---- PASSAGE PROVIDED

October 02, 2013
Macroeconomists knew too little about the macroeconomy to recognize the $8 trillion housing bubble whose collapse gave us the Great Recession. Trade and labor economists show little more understanding of their fields. This is why we routinely hear stories about how trade causes us to lose less-skilled manufacturing jobs to the developing world or that technology is leading to a hollowing out of the distribution of occupations, with middle wage jobs disappearing.
The logic behind these views is nicely challenged by this story about medical travel. Our health care system is incredibly inefficient. If the medical industry were subjected to international competition our doctors would have far less chance of holding their jobs than textile workers or steelworkers. Doctors in the United States can pocket a median wage of well over $200,000 a year not because they are smart and hardworking (which they might be), but because they have the government protect them from foreign competition, unlike textile workers and steelworkers.
In addition to directly providing savings to patients, as illustrated in this piece (the savings will be considerably larger for even more expensive procedures than the ones discussed here), medical travel also has important indirect effects. Insofar as more patients get care elsewhere it reduces demand for medical services in the United States, putting downward pressure on prices here. Also, by allowing people to see other countries that provide health care at a fraction of the cost in the United States, there will be a greater recognition of the inefficiency and corruption of the U.S. health care system, which could lead to more political pressure for reform.

--------

**EXERCISE 1**
Answer these about the post on medical travel:
(a) How large was the housing bubble whose collapse gave us the Great Recession?
(b) What median yearly wage does the post give for doctors in the United States?
(c) Which two groups of workers does the post say lack government protection from foreign competition?
**EXERCISE 2**
Does each statement agree with the post on medical travel? Answer yes or no, quoting the deciding words.
(a) Trade and labor economists understand their fields much better than macroeconomists do.
(b) Doctors in the United States earn high pay because the government protects them from foreign competition.
(c) Medical travel increases demand for medical services in the United States.
**EXERCISE 3**
Can you write what follows the final paragraph of the post on medical travel?

---- GIVEN INFORMATION

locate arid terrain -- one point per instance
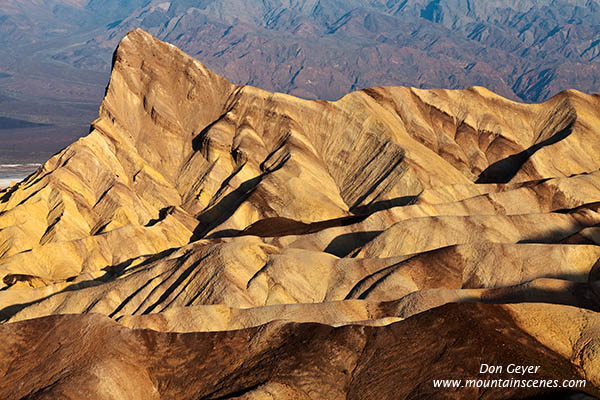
(55, 55)
(209, 240)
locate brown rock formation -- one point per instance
(195, 205)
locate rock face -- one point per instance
(209, 240)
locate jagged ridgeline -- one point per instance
(211, 240)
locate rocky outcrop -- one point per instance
(237, 236)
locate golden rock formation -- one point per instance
(197, 213)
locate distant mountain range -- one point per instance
(55, 55)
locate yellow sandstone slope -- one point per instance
(196, 205)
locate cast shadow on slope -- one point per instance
(281, 226)
(504, 170)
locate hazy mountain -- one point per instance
(55, 55)
(209, 240)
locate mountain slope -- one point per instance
(196, 205)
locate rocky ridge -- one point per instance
(239, 236)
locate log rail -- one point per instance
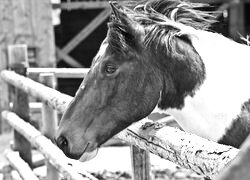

--------

**TASK OUTPUT 1**
(a) $8 trillion.
(b) Well over $200,000 a year.
(c) Textile workers and steelworkers.

**TASK OUTPUT 2**
(a) No: "Trade and labor economists show little more understanding of their fields."
(b) Yes: "because they have the government protect them from foreign competition"
(c) No: "it reduces demand for medical services in the United States"

**TASK OUTPUT 3**
The need to travel obviously limits the extent to which people can take advantage of other countries health care system (although protectionist restrictions on foreign doctors working in the United States are another barrier), but in the case of expensive medical procedures, the potential savings dwarf the cost of travel. If anyone in a policy-making position supported free trade then medical travel would be at the center of trade negotiations, since there are no other areas that offer such large potential gains. The negotiations would focus on setting up international standards and licensing rules to assure quality, liability rules to ensure compensation in the event of medical errors, and ideally a system of taxation to ensure that poorer countries redistribute some of the gain to building up their domestic health care system.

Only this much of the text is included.